(Excerpts of pointing data)
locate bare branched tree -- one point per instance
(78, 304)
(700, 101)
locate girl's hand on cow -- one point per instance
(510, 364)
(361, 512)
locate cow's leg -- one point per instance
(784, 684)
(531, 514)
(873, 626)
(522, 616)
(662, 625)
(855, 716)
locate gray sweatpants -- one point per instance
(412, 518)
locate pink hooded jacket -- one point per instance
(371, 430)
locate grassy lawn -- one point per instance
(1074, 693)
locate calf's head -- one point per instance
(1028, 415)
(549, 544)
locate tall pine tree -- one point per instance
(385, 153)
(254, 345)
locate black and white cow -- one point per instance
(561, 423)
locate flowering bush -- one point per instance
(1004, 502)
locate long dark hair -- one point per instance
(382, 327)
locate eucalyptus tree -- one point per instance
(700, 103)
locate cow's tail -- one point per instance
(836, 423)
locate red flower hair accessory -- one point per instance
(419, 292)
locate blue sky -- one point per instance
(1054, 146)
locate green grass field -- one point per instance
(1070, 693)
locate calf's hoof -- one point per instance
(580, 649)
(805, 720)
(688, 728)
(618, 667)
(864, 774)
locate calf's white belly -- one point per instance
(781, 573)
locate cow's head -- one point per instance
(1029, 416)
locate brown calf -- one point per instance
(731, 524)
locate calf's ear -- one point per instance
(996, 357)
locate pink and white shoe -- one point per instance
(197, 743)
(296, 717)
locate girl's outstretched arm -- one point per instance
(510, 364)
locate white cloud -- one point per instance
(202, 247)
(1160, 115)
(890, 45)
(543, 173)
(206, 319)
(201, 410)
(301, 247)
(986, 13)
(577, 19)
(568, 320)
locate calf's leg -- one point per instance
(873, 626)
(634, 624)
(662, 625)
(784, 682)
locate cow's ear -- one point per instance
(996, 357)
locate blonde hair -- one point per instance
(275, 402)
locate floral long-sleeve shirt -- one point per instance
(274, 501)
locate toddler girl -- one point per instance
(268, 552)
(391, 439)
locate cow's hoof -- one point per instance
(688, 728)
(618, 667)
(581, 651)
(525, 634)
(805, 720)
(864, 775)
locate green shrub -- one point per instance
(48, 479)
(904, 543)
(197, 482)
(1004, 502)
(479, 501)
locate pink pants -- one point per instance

> _Goal of the exercise_: Return the lines from the line containing "locate calf's hoof -- one point per instance" to the end of the entries above, exactly as they appear and with no other output.

> _Task solution_:
locate calf's hoof -- one point per instance
(580, 649)
(805, 720)
(688, 728)
(618, 667)
(864, 774)
locate calf's white belly -- one point per instance
(781, 573)
locate cow's head -- one point per instance
(1029, 416)
locate brown calf -- one point per instance
(731, 524)
locate calf's ear -- one point per instance
(996, 357)
locate pink and white shoe -- one point per instance
(197, 743)
(296, 717)
locate girl's outstretched arm -- one point per instance
(510, 364)
locate white cloud -- one point per instance
(202, 247)
(1160, 115)
(890, 45)
(543, 173)
(206, 319)
(201, 410)
(301, 247)
(986, 13)
(577, 19)
(568, 320)
locate calf's leg -- one point per instance
(873, 626)
(634, 624)
(662, 625)
(784, 682)
locate cow's ear -- one point per instance
(996, 357)
locate blonde hair -- one point per instance
(275, 402)
locate floral long-sleeve shirt -- one point per instance
(274, 501)
locate toddler girl -- one point per instance
(268, 552)
(391, 439)
locate cow's hoof -- one point per instance
(688, 728)
(618, 667)
(581, 651)
(525, 634)
(805, 720)
(864, 775)
locate green shrub -- one point per instance
(48, 479)
(904, 543)
(197, 482)
(1004, 502)
(479, 501)
locate pink pants -- one point per instance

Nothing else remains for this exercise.